TEXTO DE LECTURA:
- - - -
Parecían una cuadrilla de esas empresas que construyen casas en un día, solo
que la que erguían ahora era mucho más precaria.
Precaria
como esos posteos de Facebook donde gente indignada, desde la comodidad de sus
sillones, muestra una foto en medio del monte chaqueño y dicen que no es un
hogar digno. Me pregunté ¿Por qué no es
digno? ¿No es digno hacerse su casa, choza o lugar donde vivir, con sus propias
manos? En todo caso, no sería correcto cuestionar la dignidad de la obra sino
la pobreza que genera el sistema. Una choza hecha con las manos, es más digna
que una mansión hecha con dinero robado. Me
pregunté, ¿Quién instala los conceptos y términos en el sistema? si la RAE dice el significado de
digno, ¿Porque desvirtuamos la palabra dignidad?
Cuando
mi mente dejó de divagar sentí hambre, la carne es débil, pero el lugar aún no
estaba terminado y el agua que tomé me causó ganas de orinar y sin baños a la
vista. Ya lo sabía, y no era muy distinto de cuando acampo en el medio de la
nada con mi marido – aunque nosotros llevamos baño químico portátil- el tema
consiste en localizar un árbol alejado, y el verdadero desafío es encontrar uno
que a mí me guste. Hay que calcular
muchas cosas a la hora de elegir lugar para bajarse los pantalones y quedar
indefensos a merced de los mosquitos.
Tomé
la Carilina
y me alejé por el bosque, paseando. Como a 200 metros encontré un
eucaliptus caído, su diámetro era alto como yo, me hizo recordar el bosque
petrificado allá en Chubut. Examiné el lugar, no había agujeros, ni telarañas,
ni bichos, la altura te resguardaba del viento que puede jugar una mala pasada,
así que me metí detrás e hice mis necesidades sin temor ni vergüenza.
Nunca
entendí esa vergüenza de la gente de decir que va al baño. Pudores cada vez más
alejados de lo que es el ser humano, el instinto y sus necesidades, como si se
fueran cubriendo con una careta de plástico y a medida que más arriba están en
la escala social, esa careta es más quebradiza.
Recordé
mi primera fiesta de fin de año en la oficina, pusieron música y algunos
varones quisieron bailar, eran las 3 de la tarde y ninguna chica aceptaba, salvo
yo, es que a mí me encanta y accedí y bailé y me reí y me divertí. Al otro día
me dijeron, acá no se baila en esas fiestas. ¿Porqué?, pregunté y me dijeron
que no, que queda mal. No entendí como bailar queda mal y cuando salen de noche
se emborrachan y se cogen a cualquier compañero, pero bueno, sonreí porque no
pude imaginarme a esa gente haciendo lo que yo hacía en ese bosque que me
abrazaba reconociéndome como parte de él.
- - - -
TAREAS DEL EJERCICIO:
(a) En el listado, empieza en su primera línea y detente después de la línea que contiene "Draw the outline of every instance of the white". ¿Puedes reescribir esas líneas cambiando "white bowl" por "blue bowl" y dejando todo lo demás igual?
(b) ¿Podrías retomar el relato sobre la choza y el paseo por el bosque a partir de su última oración y seguir escribiéndolo?
El listado que sigue no guarda ninguna relación con el relato.
- - - -
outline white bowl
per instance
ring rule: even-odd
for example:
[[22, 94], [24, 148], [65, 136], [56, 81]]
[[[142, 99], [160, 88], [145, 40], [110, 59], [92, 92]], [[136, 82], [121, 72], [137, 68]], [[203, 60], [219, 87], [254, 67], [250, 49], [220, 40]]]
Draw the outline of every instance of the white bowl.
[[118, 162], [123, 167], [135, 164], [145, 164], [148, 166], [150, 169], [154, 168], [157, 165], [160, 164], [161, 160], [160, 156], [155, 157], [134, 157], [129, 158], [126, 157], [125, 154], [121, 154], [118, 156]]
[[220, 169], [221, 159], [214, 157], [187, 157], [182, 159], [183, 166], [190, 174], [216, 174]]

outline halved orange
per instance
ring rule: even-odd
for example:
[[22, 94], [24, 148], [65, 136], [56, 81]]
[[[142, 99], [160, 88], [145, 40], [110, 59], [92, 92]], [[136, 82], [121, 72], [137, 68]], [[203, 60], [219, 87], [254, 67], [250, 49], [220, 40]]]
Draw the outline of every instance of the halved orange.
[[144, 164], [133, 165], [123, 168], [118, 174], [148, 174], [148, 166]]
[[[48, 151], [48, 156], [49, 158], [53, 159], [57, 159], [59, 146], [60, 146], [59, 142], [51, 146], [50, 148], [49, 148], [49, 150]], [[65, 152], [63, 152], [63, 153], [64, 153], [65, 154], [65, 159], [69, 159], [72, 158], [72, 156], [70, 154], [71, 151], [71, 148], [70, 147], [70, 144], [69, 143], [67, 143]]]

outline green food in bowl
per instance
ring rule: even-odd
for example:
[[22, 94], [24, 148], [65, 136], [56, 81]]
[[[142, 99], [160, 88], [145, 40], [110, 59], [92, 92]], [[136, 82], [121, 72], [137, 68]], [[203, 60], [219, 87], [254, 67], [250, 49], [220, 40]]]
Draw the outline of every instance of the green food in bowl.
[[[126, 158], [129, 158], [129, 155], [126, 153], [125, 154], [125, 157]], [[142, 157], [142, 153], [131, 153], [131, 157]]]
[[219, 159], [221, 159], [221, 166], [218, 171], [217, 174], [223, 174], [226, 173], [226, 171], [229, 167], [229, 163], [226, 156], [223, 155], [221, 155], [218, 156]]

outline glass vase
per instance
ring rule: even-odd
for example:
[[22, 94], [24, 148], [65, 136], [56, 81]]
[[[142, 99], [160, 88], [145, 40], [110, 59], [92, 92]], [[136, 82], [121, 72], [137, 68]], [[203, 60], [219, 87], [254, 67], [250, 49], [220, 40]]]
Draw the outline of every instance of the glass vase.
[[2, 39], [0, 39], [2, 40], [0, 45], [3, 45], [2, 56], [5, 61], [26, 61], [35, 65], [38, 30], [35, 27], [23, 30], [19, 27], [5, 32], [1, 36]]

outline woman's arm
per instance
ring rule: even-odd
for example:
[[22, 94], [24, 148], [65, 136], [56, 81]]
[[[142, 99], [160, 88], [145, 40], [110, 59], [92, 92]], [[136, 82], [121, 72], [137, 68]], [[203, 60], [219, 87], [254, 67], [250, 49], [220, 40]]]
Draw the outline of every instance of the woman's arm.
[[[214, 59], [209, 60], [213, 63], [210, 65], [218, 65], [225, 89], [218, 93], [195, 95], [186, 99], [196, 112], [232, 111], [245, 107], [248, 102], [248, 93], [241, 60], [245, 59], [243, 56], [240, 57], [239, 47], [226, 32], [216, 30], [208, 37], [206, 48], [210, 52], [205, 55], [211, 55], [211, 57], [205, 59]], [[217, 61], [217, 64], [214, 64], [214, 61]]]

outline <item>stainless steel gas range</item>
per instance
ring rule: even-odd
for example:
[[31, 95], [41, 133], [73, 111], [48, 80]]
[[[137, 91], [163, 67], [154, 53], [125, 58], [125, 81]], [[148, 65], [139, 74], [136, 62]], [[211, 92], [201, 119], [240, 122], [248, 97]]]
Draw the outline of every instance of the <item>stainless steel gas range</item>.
- - - -
RESULTADOS DE TAREAS:
(a)
outline blue bowl
per instance
ring rule: even-odd
for example:
[[22, 94], [24, 148], [65, 136], [56, 81]]
[[[142, 99], [160, 88], [145, 40], [110, 59], [92, 92]], [[136, 82], [121, 72], [137, 68]], [[203, 60], [219, 87], [254, 67], [250, 49], [220, 40]]]
Draw the outline of every instance of the blue bowl.

(b)
Yo
bailo, canto, prendo fuego, hago pis y caca en el bosque, duermo en un refugio
a la intemperie, me baño en una cascada. Sonreí y me pregunté si debajo de la
careta que llevan algunos serán igual que yo o al quebrarse la careta se
quiebran ellos también, me sacudí esos pensamientos que parecían querer
llevarse el mundo por delante. Recordé ser parte de ese mundo, ahí trabajo y me
manejo como uno más, y me pregunté si el camuflaje no sería lo que uso todos
los días en la cuidad -esa selva de distintos peligros- y en el campo soy como
soy, más callada, menos combativa, más sagaz, menos brillante, más pensativa,
menos locuaz, más básica.
Mitigadas
las ganas, volví al campamento donde seguían trabajando. Me uní a Andrés que
luchaba con un tronco del techo, el resto fue a buscar más hojas de cortadora.
Terminamos
el refugio como a las 5 de la tarde, lo contemplamos y nos felicitamos durante
un rato sin sentarnos. Había que ir a buscar algo para comer antes de que
anocheciera.
Emprendimos
camino en hilera india, encontramos unas nueces. Llegamos a un pastizal de
cortadoras que se levantaba amenazante frente a nosotros. Gabriel nos mostró
unas plantas carnosas con espinas en las hojas con forma de estrella. Tienen un
tubérculo que podría comerse -dependiendo de la época tendríamos suerte o no-. Todos
teníamos hambre y fue automática la reacción del grupo. Todos culo para arriba
cavando con cuchillos, palos y hasta con las manos, para encontrar las papas
que cenaríamos.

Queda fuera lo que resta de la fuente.